• [Material supplied]
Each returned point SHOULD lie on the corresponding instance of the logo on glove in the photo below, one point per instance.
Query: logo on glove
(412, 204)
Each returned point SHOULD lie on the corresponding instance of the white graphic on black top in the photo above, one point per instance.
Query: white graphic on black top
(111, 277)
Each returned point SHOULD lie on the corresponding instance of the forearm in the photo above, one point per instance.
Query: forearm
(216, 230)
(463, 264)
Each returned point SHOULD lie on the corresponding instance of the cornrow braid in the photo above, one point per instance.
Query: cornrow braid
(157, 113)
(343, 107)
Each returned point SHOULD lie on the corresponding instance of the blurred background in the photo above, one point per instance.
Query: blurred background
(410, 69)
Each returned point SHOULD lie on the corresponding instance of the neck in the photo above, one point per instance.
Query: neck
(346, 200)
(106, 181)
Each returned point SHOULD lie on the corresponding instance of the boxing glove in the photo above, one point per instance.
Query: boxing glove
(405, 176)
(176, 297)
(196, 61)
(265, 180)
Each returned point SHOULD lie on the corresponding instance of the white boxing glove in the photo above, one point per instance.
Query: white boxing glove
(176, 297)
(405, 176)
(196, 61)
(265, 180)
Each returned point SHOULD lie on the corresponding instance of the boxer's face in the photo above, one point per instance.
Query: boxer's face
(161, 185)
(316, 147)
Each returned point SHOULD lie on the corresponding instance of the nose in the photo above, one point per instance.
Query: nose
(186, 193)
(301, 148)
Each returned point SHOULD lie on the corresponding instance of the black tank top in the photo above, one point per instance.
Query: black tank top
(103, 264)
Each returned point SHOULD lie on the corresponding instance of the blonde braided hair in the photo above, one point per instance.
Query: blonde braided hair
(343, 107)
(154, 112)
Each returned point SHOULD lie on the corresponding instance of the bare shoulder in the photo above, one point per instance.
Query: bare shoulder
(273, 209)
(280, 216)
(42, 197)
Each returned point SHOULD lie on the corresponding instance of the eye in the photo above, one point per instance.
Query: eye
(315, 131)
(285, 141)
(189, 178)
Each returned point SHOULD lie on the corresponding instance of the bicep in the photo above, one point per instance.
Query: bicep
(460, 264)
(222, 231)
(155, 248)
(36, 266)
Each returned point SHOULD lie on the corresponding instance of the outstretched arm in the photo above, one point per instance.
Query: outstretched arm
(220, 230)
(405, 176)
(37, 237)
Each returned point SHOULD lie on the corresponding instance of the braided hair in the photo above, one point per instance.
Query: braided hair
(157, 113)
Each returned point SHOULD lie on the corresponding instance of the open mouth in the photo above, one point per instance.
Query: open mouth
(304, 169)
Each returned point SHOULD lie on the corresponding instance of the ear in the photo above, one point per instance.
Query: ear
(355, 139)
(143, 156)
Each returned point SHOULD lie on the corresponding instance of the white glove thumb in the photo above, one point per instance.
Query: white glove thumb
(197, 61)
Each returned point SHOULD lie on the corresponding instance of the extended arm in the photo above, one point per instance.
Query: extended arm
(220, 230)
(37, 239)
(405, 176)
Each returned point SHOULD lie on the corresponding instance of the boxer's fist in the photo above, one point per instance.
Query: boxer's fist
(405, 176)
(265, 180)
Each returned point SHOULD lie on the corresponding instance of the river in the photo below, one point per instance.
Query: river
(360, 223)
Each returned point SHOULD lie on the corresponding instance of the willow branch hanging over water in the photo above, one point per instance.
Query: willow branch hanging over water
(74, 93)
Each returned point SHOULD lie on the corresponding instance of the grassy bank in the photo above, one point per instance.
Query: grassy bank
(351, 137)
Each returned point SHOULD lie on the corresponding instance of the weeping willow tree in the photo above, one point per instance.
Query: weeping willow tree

• [Given task]
Repeat the listing exactly, from its first line to its last.

• [Task result]
Each returned point SHOULD lie on the corresponding instance of the logo on glove in the photo below, one point per instance.
Query: logo on glove
(412, 204)
Each returned point SHOULD lie on the corresponding instance of the white graphic on black top in the photo above, one point per instance.
Query: white graphic on black top
(111, 277)
Each returned point SHOULD lie on the corresponding instance of the forearm in the photo above, one point per instance.
Query: forearm
(216, 230)
(463, 264)
Each returned point SHOULD lie on the corresponding instance of the cornrow braid in the photo above, one point per instance.
Query: cornrow braid
(157, 113)
(343, 107)
Each returned point SHOULD lie on the corresponding instance of the blurred background in the photo above, one point per instance.
Query: blurred background
(410, 69)
Each returned point SHOULD lie on the corresponding instance of the neck in the photo above, one point per instance.
Query: neck
(346, 200)
(106, 181)
Each returned point SHOULD lie on the corresponding instance of the boxing glove in the photo above, one point per instance.
Query: boxing glove
(405, 176)
(176, 297)
(196, 61)
(265, 180)
Each returned point SHOULD lie on the corresponding instance of the white boxing glove in the photo above, one point per instance.
Query: white boxing glove
(176, 297)
(405, 176)
(196, 61)
(265, 180)
Each returned point SHOULD lie on the corresponding instance of the boxer's face in the photo above, one point per instance.
Query: boxer's face
(161, 185)
(316, 147)
Each returned point SHOULD lie on the corresponding instance of the nose in the photo above, one point per instance.
Query: nose
(186, 193)
(301, 148)
Each returned point SHOULD lie on the corresponding instance of the black tank top in the photo above, one point per instance.
Query: black tank top
(103, 264)
Each returned point SHOULD lie on the corresponding instance of the blonde braided hair in the photo above, one point per instance.
Query: blonde braided hair
(343, 107)
(154, 112)
Each returned point SHOULD lie on the corresponding instance of the bare shoulder in the photo above, one point per instance.
Query: bare shoulder
(273, 209)
(280, 216)
(42, 197)
Each returned point SHOULD lie on the corresponding instance of the eye in the photo above, one point per instance.
Query: eye
(315, 131)
(285, 141)
(189, 178)
Each returned point SHOULD lie on the corresponding instance of the bicep in the photo above, one point per instance.
Query: bicep
(460, 264)
(222, 231)
(155, 248)
(36, 266)
Each returned point SHOULD lie on the corresponding instance of the outstretched arm in the photo above, one point per instance.
Query: outstretched arm
(220, 230)
(405, 176)
(37, 237)
Each returned point SHOULD lie on the corresponding instance of the braided hair in the photo above, one point per instance.
Query: braided hair
(157, 113)
Each returned point SHOULD lie on the corresponding instance of the open mouth in the photo above, one point per instance.
Query: open mouth
(304, 169)
Each returned point SHOULD lie on the corresponding instance of the ear in the photo above, one point per instance.
Query: ear
(355, 139)
(143, 156)
Each returned point SHOULD lie on the corresponding instance of the white glove thumb in the photo above, one point per instance.
Query: white glove thumb
(197, 61)
Each returned point SHOULD lie on the corresponding instance of the extended arm in the photo above, one point per instance.
Query: extended arm
(220, 230)
(37, 239)
(405, 176)
Each returned point SHOULD lie on the corresponding instance of the boxer's fist in the photo above, one point per instance.
Query: boxer's fist
(405, 176)
(265, 180)
Each returned point SHOULD lie on the corresponding instance of the river in the photo below, one point per instance.
Query: river
(360, 223)
Each returned point SHOULD lie on the corresponding instance of the willow branch hanging over water in the photo above, one point per instance.
Query: willow branch hanging over water
(74, 93)
Each returned point SHOULD lie on the corresponding instance of the grassy bank in the photo above, one point per instance.
Query: grassy bank
(351, 137)
Each returned point SHOULD lie on the corresponding instance of the weeping willow tree in the photo above, one point per instance.
Query: weeping willow tree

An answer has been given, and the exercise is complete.